# Text shown
AFTERMARKET ENTERPRISES, INC.
4339 Santa Fe Road #48-D
San Luis Obispo, California 93401-3306
April 3, 2008
Mara L. Ransom, Esq.
United States Securities and Exchange Commission
Division of Corporate Finance
100 F Street
Mail Stop 3561
Washington, D.C. 20549
Re: Aftermarket Enterprises, Inc.
File No. 333-141676
Dear Ms. Ransom:
To assist the staff of the Commission in completing its review of the above referenced filing, the comments from your comment letter dated March 26, 2008, are quoted below and are followed in each case by the Company’s response thereto. Unless otherwise indicated, the reference immediately preceding the Company’s response indicates the corrected or revised page where the response appears. We are also forwarding via overnight delivery courtesy copies of this filing along with computer redlined copies.
General
Comment 1
We note that you have revised your registration statement to reflect that it has been filed on Form S-1, as opposed to Form SB-2. Please also include the boxes on the bottom of the cover page and check the smaller reporting company box, as applicable.
Response
We have revised the filing accordingly.

# What is asked
**A)** Answer these from the letter:
(i) What date does the letter carry?
(ii) What was the date of the comment letter it replies to?
(iii) Which box does Comment 1 ask the company to check?
**B)** Does each statement agree with the letter? Give yes or no with the deciding words quoted.
(i) The registration statement was revised to show it was filed on Form SB-2.
(ii) Courtesy copies of the filing are being sent by overnight delivery.
(iii) The filing's file number is 333-141676.

# Raw data
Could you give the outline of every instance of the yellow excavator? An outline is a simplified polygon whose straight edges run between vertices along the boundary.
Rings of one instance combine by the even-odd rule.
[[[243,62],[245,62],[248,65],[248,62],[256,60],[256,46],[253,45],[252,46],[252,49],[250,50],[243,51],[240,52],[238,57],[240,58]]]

# Responses in order
**A)**
(i) April 3, 2008
(ii) March 26, 2008
(iii) The smaller reporting company box

**B)**
(i) No: "it has been filed on Form S-1, as opposed to Form SB-2"
(ii) Yes: "We are also forwarding via overnight delivery courtesy copies of this filing"
(iii) Yes: "File No. 333-141676"